**** Records for the exercise

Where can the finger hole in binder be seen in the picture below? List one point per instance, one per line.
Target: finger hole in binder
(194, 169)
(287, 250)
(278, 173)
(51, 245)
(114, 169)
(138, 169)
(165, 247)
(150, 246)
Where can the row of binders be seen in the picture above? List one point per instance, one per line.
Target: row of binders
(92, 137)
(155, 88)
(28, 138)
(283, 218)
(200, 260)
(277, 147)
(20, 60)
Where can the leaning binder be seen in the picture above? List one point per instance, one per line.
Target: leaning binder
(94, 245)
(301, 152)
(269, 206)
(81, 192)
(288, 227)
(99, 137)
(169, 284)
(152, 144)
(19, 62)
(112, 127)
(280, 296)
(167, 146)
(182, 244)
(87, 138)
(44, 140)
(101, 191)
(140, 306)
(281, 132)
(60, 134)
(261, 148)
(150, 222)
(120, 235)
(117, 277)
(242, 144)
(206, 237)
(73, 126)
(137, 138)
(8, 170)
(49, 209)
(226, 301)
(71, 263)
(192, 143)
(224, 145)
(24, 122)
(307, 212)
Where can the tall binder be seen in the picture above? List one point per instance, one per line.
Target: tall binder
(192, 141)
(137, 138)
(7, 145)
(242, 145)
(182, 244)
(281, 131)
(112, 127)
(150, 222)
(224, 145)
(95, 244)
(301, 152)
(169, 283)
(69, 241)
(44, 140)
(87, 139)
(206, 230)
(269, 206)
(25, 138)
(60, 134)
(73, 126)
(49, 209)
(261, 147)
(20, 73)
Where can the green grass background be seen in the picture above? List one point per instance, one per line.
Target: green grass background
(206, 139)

********

Task to carry out:
Give back exactly the material above from its opening line to the line bearing "Where can the row".

Result of this task:
Where can the finger hole in binder be seen in the picture below? List one point per instance, one per line.
Target: finger hole in binder
(194, 169)
(287, 250)
(278, 173)
(51, 245)
(114, 169)
(138, 169)
(165, 247)
(150, 246)
Where can the row of binders be seen in the picture above? List one point per instance, one per line.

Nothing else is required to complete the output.